» **Work task**: Could you restate every line of the data word for word?

» **Saved data entries**:
● ● ● ● ● ● ●

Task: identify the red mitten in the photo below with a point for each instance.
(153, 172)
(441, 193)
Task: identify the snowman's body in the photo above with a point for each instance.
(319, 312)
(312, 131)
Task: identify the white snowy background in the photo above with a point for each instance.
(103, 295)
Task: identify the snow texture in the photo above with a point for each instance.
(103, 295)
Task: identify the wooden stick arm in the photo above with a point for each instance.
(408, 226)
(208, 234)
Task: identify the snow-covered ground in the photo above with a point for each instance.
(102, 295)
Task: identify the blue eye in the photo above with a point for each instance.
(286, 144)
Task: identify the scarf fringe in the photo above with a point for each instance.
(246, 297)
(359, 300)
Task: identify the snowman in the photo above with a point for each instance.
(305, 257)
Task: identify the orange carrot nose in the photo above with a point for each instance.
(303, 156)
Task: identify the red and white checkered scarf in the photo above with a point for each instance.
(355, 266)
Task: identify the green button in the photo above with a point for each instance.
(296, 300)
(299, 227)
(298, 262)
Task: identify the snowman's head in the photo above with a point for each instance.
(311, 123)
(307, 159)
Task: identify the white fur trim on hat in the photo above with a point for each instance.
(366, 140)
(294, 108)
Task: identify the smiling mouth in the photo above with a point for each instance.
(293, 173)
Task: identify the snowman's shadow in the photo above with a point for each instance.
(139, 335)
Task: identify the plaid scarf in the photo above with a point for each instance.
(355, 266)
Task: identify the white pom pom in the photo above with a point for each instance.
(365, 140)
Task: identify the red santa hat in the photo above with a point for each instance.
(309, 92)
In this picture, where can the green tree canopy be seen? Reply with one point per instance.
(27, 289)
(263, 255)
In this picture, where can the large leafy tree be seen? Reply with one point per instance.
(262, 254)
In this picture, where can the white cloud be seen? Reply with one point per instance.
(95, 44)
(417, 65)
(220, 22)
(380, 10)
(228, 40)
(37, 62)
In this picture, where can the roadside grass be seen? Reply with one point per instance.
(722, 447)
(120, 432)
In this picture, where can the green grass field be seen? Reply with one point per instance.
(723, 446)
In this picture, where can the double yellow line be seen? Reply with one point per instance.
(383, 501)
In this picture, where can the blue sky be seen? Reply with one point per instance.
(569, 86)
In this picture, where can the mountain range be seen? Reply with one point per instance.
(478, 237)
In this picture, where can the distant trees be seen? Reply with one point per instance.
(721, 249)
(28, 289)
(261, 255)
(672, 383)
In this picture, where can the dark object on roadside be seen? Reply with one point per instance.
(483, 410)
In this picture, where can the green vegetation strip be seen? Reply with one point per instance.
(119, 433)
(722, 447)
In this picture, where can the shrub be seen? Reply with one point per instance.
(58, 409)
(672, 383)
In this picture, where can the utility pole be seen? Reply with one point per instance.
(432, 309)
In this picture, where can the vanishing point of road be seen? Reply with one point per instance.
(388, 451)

● ● ● ● ● ● ●

» **Answer space**:
Task: identify the red mitten in the photo below with a point for each instance.
(153, 172)
(441, 193)
Task: identify the snowman's body in the photo above with a point for each instance.
(319, 312)
(312, 131)
Task: identify the white snowy background in the photo above with a point for each instance.
(103, 295)
Task: identify the snow texture in the photo above with a point for each instance.
(103, 295)
Task: identify the wooden stick arm in the photo above with a point for each instance.
(408, 226)
(208, 234)
Task: identify the snow-covered ground in the photo above with a point for each instance.
(102, 295)
Task: identify the blue eye in the photo above with a point for each instance.
(286, 144)
Task: identify the scarf fringe in the photo above with a point for each instance.
(246, 297)
(359, 300)
Task: identify the snowman in the photo above with a point for each instance.
(305, 257)
Task: identify the orange carrot nose in the photo above with a point for each instance.
(303, 156)
Task: identify the red and white checkered scarf in the photo above with a point for each instance.
(355, 266)
Task: identify the green button in the photo above with a point for each instance.
(296, 300)
(299, 227)
(298, 262)
Task: identify the snowman's head in the photo above with a point for each instance.
(311, 123)
(307, 159)
Task: identify the white fur trim on hat in the photo above with a point for each instance.
(366, 140)
(294, 108)
Task: identify the smiling mouth in the photo above with a point for each instance.
(293, 173)
Task: identify the snowman's shadow in the photo above with a point for each instance.
(139, 335)
Task: identify the plaid scarf in the photo above with a point for each instance.
(355, 266)
Task: identify the white pom pom in the photo above with a point for each instance.
(365, 140)
Task: identify the red santa hat in the photo above with a point for each instance.
(309, 92)
In this picture, where can the green tree canopy be seen? Reply with one point per instance.
(27, 289)
(263, 255)
In this picture, where can the large leafy tree be seen? Reply with one point per instance.
(262, 254)
In this picture, where can the white cloud be seen? Reply with one point per instance.
(95, 44)
(417, 65)
(220, 22)
(380, 10)
(228, 40)
(37, 62)
In this picture, where can the roadside grass be seen? Reply with one point per instance.
(722, 447)
(120, 432)
In this picture, where can the green grass field be seen? Reply with one point per instance.
(723, 446)
In this picture, where can the double yellow line be seen? Reply with one point per instance.
(383, 501)
In this picture, where can the blue sky be seen? Reply with one point per instance.
(569, 86)
In this picture, where can the mountain range be seen? Reply with one point per instance.
(478, 237)
In this picture, where can the distant trees be seen? Reply with one point per instance.
(721, 249)
(28, 289)
(261, 255)
(672, 383)
In this picture, where can the dark object on roadside be seen? Reply with one point per instance.
(483, 410)
In this picture, where can the green vegetation strip be seen? Reply with one point per instance.
(119, 433)
(722, 447)
In this picture, where can the shrub be seen? Reply with one point per instance.
(58, 409)
(672, 383)
In this picture, where can the utility pole be seen? Reply with one point per instance.
(432, 309)
In this picture, where can the vanishing point of road be seen? Reply with one point per instance.
(388, 451)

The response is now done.